* [WORK TO COMPLETE]
From the records below, extract only the lines running from the line with "the grass, dropping" to the line with "of the orange", both lines included, reproducing them exactly.

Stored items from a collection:
- - - -

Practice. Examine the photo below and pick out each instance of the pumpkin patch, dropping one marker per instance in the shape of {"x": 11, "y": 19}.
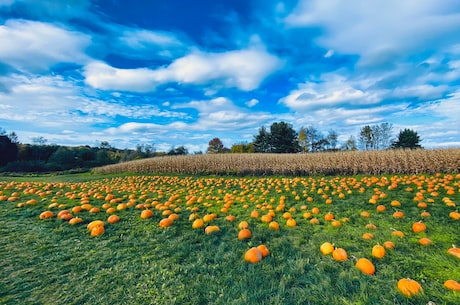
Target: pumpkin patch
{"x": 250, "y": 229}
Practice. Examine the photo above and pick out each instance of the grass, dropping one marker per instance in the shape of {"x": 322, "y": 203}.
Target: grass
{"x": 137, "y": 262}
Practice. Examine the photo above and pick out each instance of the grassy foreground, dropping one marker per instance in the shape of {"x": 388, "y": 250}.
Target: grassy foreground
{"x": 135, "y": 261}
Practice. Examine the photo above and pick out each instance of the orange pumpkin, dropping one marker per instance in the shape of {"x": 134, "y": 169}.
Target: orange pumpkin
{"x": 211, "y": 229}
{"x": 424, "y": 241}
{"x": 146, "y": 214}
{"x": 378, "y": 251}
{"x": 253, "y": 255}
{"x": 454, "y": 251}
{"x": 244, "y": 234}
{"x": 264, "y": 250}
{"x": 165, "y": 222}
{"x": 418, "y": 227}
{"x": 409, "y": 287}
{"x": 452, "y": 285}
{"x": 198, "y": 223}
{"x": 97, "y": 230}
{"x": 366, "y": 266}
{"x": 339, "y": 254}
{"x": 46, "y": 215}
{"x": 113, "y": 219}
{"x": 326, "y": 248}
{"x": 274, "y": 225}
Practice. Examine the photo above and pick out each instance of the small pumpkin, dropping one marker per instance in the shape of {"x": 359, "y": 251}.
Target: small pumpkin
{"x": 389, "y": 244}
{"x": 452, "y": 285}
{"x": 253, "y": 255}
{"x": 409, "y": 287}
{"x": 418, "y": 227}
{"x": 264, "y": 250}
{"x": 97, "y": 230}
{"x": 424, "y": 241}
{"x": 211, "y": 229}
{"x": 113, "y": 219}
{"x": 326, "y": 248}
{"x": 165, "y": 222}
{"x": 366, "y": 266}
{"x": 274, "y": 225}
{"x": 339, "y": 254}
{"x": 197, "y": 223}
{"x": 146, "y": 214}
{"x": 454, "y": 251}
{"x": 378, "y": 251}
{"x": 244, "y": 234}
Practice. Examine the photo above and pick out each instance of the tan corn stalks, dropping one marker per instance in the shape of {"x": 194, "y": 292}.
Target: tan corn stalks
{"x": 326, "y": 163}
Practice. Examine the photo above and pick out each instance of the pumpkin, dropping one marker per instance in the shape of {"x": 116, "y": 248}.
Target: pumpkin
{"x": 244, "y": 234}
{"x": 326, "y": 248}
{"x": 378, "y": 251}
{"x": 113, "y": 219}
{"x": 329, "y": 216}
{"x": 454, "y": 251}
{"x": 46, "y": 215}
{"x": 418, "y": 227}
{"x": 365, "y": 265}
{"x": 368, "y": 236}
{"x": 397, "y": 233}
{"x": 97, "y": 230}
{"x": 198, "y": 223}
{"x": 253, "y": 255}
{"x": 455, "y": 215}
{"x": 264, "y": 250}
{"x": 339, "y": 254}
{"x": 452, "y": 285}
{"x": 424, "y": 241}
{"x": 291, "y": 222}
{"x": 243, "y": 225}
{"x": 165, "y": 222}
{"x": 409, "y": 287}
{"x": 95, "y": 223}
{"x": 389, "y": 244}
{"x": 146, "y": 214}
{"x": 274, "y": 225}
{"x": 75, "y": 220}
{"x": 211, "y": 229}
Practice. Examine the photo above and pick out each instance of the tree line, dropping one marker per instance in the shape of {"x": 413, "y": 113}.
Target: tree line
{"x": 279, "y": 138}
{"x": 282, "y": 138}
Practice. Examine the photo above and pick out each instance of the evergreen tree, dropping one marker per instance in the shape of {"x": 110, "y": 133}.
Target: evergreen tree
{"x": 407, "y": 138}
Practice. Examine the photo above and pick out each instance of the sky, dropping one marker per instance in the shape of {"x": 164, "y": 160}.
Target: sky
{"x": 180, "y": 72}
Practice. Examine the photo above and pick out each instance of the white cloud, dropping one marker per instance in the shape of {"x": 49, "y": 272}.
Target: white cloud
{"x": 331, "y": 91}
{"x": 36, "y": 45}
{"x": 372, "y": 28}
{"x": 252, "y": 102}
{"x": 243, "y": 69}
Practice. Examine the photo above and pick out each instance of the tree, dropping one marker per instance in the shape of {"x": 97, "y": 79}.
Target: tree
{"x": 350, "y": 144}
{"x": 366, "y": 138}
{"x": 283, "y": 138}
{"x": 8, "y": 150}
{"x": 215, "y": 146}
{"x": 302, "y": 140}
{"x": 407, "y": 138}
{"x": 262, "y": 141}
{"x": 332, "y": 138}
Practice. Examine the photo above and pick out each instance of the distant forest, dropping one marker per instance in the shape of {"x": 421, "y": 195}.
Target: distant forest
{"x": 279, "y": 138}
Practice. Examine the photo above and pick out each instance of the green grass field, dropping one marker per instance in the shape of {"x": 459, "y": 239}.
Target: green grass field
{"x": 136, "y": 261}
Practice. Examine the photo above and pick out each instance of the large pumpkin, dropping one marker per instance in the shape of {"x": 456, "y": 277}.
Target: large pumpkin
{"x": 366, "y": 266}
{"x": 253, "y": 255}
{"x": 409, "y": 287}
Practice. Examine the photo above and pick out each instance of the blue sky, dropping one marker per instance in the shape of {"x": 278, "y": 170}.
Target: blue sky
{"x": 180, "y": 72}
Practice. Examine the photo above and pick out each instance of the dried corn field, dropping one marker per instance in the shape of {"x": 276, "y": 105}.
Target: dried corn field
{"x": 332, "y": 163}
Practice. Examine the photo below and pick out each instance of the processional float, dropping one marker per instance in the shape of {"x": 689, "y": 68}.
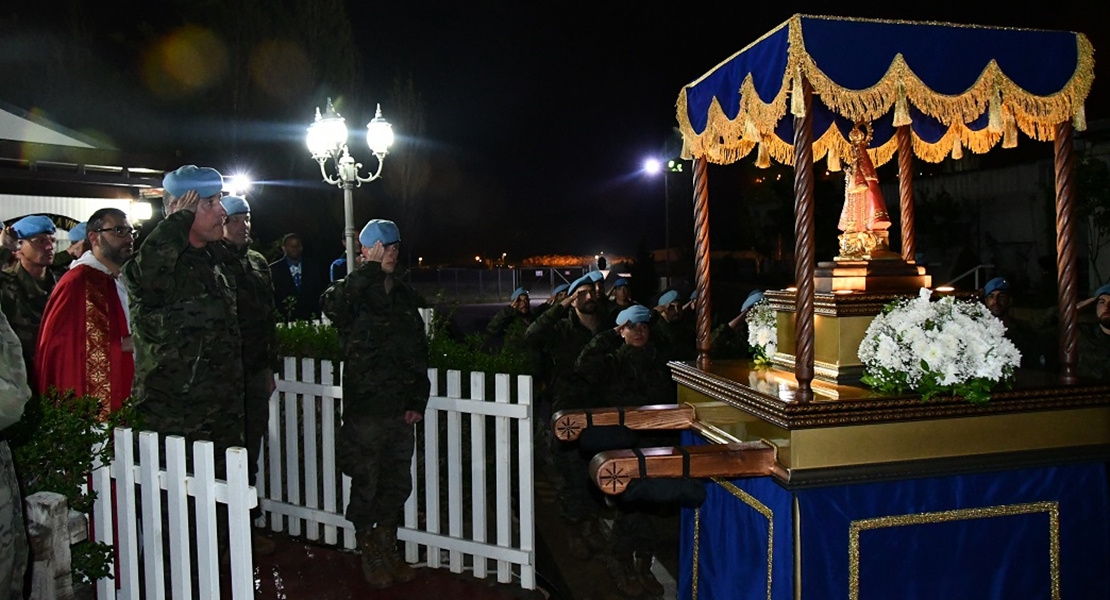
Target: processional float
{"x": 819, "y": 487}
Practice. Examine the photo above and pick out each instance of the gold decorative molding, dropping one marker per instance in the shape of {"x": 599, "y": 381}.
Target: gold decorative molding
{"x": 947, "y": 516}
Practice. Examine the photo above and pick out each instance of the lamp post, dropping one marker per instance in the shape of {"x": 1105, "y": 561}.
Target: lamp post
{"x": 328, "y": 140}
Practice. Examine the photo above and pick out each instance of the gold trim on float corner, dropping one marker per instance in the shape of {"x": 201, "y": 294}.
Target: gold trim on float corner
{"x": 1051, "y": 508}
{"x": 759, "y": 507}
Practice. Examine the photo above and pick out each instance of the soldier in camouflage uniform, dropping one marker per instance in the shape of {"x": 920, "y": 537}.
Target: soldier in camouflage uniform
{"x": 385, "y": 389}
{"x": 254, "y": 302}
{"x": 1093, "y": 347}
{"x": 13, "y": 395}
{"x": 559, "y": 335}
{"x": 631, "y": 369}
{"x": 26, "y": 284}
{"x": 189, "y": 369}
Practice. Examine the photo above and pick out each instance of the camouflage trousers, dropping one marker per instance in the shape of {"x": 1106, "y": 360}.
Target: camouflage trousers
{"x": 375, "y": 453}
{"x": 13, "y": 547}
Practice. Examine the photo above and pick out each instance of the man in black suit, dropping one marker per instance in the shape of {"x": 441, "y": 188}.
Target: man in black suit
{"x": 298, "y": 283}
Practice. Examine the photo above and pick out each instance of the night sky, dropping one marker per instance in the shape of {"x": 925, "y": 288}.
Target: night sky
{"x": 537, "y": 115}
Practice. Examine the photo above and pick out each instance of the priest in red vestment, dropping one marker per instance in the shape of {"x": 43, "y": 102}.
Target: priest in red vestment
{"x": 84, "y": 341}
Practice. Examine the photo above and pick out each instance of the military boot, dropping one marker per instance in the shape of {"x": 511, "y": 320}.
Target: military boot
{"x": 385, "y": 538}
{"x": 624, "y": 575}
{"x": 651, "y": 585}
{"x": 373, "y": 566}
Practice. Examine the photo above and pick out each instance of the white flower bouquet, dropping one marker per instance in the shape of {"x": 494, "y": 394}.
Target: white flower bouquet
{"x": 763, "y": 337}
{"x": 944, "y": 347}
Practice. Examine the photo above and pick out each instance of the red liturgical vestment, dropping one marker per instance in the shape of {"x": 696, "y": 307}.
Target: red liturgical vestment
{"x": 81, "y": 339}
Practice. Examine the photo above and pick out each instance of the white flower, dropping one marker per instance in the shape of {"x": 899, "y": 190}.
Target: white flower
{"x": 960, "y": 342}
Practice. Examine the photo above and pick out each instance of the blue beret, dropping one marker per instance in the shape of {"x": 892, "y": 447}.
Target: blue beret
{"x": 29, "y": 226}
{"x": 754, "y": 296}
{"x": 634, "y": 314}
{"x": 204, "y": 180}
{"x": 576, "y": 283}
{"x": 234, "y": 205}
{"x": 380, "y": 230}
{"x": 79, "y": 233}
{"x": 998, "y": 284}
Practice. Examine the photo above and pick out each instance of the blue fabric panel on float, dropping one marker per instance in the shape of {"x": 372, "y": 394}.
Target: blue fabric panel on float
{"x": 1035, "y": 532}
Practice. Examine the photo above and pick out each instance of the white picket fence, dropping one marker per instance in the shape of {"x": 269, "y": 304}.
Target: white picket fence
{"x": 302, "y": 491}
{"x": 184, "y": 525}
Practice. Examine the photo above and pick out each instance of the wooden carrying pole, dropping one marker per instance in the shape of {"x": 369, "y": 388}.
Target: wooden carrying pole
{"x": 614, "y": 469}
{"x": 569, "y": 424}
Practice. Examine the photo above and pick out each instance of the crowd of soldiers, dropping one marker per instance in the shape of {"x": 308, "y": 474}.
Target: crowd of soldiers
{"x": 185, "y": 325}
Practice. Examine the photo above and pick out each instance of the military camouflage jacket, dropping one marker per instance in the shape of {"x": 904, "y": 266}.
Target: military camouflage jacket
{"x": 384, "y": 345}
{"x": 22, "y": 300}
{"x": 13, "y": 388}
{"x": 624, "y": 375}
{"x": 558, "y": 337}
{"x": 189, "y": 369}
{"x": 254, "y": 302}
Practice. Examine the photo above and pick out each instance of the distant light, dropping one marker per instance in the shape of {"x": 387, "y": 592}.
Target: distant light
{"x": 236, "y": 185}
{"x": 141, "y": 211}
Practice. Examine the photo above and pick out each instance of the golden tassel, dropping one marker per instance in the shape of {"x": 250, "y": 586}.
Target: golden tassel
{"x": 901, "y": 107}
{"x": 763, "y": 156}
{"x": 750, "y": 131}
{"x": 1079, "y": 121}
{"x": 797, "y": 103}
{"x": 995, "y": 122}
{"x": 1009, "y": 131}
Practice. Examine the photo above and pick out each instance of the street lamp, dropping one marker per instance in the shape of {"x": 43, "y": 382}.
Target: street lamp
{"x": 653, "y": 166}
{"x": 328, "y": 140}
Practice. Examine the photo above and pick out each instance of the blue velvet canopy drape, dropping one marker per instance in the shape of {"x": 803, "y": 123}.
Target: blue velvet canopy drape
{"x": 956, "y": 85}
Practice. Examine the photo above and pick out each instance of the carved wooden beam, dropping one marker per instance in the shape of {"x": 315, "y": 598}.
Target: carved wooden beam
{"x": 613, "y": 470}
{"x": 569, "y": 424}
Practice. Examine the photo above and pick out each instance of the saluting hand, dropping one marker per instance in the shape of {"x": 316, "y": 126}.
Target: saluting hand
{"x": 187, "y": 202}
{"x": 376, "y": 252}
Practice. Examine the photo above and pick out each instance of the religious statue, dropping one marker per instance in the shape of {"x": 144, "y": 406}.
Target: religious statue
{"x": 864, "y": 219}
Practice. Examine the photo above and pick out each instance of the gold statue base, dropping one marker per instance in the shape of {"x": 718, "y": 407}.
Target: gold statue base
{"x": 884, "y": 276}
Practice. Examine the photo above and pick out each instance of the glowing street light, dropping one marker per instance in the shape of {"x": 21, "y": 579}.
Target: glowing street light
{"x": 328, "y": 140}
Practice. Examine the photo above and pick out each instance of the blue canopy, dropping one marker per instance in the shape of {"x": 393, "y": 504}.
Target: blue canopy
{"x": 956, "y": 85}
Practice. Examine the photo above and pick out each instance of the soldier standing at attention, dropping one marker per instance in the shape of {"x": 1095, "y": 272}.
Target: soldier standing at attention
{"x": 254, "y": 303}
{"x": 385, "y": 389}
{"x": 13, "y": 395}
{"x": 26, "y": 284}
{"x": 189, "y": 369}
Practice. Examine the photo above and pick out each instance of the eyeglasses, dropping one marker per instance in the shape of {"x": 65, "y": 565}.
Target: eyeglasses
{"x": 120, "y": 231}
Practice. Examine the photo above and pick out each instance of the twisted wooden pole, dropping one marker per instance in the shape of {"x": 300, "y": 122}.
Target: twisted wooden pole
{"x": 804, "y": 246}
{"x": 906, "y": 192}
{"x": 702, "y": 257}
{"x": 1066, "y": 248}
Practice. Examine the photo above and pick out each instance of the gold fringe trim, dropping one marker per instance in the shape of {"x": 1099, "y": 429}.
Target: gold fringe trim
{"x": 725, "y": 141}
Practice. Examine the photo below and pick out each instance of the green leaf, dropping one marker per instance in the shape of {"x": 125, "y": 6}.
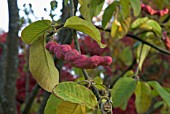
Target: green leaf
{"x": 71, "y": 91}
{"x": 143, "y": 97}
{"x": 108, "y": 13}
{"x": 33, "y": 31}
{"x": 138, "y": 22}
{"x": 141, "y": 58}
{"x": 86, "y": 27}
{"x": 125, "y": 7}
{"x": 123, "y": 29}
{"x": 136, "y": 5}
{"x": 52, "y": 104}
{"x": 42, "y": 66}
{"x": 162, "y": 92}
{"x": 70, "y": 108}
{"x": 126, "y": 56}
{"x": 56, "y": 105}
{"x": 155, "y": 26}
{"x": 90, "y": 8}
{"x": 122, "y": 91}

- - - -

* [REPLY TO THE TASK]
Practice. Examine the photo above and pick out each instance of the grass, dropping one marker per instance in the shape of {"x": 322, "y": 203}.
Target: grass
{"x": 137, "y": 262}
Practice. Examine the photo above and pick out each instance of the grassy foreground, dropping one marker per instance in the shape of {"x": 388, "y": 250}.
Target: grassy foreground
{"x": 135, "y": 261}
Practice. Examine the photo above and pick out each instance of the orange pumpkin, dropping one marker per instance in the shape of {"x": 134, "y": 169}.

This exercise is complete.